In the items below, how many lines contain the string "windshield"? Reply with the number alone.

※ ※ ※

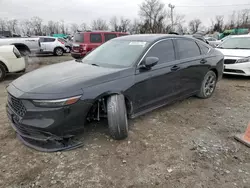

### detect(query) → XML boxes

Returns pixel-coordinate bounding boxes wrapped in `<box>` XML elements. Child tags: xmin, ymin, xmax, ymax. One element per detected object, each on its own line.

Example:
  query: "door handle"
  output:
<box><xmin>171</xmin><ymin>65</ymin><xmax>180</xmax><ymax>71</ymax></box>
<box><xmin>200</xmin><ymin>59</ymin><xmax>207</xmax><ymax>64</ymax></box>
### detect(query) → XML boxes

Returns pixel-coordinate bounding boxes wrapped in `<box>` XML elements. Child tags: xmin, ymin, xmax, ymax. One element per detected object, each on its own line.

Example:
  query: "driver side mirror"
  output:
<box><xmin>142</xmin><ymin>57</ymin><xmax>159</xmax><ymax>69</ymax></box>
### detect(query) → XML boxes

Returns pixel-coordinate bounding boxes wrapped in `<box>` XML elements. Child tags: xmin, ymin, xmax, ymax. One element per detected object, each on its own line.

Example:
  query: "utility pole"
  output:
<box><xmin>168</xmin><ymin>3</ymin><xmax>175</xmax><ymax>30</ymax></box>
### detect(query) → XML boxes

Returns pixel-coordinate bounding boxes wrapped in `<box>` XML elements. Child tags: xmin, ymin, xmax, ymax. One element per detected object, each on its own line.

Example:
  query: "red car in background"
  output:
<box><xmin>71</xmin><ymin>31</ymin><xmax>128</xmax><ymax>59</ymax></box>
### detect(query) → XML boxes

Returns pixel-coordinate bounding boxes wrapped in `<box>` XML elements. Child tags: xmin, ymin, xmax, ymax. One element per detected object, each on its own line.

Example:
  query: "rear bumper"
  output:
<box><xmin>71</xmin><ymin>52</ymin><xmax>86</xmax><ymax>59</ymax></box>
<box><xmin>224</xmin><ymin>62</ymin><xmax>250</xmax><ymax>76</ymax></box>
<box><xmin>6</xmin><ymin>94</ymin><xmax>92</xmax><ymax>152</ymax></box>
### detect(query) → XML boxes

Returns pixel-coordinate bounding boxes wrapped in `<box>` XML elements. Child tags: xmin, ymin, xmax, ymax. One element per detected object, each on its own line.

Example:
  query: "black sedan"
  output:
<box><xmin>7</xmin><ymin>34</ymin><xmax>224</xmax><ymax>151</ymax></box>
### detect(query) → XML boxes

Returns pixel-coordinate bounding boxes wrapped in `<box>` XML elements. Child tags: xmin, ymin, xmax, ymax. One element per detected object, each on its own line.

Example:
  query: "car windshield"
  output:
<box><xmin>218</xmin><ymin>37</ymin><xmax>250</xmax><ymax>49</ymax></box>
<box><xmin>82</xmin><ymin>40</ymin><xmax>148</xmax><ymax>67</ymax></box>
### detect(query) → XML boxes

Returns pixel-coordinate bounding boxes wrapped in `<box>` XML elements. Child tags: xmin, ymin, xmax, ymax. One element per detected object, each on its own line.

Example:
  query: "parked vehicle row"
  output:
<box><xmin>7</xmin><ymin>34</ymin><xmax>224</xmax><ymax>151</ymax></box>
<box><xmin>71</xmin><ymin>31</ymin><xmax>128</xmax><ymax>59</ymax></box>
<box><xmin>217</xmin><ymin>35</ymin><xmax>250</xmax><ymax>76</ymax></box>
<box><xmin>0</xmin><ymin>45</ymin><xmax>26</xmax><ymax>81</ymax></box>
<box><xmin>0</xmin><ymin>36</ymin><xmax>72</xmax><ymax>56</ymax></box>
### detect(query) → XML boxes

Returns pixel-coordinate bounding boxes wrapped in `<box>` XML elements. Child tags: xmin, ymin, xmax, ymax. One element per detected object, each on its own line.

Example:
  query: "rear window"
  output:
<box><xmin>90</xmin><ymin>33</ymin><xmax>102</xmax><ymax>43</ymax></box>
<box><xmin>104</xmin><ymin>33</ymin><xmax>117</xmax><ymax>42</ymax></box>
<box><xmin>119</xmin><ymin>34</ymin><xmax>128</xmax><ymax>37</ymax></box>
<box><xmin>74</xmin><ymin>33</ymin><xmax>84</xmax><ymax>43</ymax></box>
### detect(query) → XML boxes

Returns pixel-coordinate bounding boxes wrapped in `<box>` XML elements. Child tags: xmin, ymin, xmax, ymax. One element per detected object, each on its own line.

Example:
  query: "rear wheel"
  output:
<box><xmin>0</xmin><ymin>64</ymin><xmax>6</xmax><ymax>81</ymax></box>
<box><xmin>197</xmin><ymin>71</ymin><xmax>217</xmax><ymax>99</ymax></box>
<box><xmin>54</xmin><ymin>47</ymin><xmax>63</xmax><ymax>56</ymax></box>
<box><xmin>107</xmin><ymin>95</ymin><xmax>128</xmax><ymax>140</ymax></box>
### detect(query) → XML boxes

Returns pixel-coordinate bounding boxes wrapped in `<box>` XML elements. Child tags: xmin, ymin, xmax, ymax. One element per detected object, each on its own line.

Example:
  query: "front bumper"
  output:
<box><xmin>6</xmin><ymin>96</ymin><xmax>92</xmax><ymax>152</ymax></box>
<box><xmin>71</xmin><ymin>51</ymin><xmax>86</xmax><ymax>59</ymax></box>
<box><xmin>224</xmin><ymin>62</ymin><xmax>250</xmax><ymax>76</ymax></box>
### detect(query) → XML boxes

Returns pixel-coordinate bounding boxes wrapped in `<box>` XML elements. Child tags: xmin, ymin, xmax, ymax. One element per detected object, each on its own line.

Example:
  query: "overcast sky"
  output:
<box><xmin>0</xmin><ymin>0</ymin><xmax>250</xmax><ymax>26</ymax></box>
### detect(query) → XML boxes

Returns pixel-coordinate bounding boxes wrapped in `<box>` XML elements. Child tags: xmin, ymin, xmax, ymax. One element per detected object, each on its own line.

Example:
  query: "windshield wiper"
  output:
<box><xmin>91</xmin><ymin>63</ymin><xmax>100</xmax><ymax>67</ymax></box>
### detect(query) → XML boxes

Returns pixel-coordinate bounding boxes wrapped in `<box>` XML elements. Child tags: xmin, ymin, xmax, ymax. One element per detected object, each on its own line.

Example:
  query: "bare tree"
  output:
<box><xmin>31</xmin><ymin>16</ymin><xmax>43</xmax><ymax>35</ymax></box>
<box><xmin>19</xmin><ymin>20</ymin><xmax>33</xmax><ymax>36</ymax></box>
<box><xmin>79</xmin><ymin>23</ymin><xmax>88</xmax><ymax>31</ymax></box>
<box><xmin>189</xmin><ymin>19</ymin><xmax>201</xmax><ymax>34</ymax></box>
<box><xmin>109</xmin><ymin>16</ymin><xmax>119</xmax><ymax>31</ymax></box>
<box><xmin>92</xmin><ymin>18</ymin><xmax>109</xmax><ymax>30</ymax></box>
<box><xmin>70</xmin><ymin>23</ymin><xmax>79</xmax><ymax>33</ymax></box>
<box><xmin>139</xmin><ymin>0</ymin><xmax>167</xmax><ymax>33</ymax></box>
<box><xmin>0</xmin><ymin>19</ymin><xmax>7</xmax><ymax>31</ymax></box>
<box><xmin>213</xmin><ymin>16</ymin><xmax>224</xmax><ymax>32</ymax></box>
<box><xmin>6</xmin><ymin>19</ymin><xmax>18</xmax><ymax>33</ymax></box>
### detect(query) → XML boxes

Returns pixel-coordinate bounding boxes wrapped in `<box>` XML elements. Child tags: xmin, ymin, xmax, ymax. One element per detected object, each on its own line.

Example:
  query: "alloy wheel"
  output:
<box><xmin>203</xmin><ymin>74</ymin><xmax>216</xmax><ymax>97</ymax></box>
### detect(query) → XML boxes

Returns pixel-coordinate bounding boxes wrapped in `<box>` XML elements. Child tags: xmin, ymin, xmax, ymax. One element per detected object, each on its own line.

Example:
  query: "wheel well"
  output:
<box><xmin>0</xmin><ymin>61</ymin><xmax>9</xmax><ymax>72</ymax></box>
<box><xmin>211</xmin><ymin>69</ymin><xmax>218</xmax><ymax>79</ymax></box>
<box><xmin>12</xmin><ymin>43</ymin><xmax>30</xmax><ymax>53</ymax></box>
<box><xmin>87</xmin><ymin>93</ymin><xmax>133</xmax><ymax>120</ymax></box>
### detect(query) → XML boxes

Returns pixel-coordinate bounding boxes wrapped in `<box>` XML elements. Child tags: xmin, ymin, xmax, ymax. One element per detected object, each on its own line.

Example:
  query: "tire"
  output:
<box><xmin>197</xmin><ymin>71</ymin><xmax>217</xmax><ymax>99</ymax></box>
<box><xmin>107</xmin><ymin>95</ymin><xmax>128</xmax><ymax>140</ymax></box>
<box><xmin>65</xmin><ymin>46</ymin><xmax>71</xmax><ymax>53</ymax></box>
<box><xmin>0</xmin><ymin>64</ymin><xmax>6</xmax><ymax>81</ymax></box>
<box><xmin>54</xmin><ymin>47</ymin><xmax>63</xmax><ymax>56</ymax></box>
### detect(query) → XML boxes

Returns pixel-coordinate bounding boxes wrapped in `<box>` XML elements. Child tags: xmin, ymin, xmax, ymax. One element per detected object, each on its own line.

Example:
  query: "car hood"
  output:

※ ※ ※

RESPONSE TO THIS TASK: 2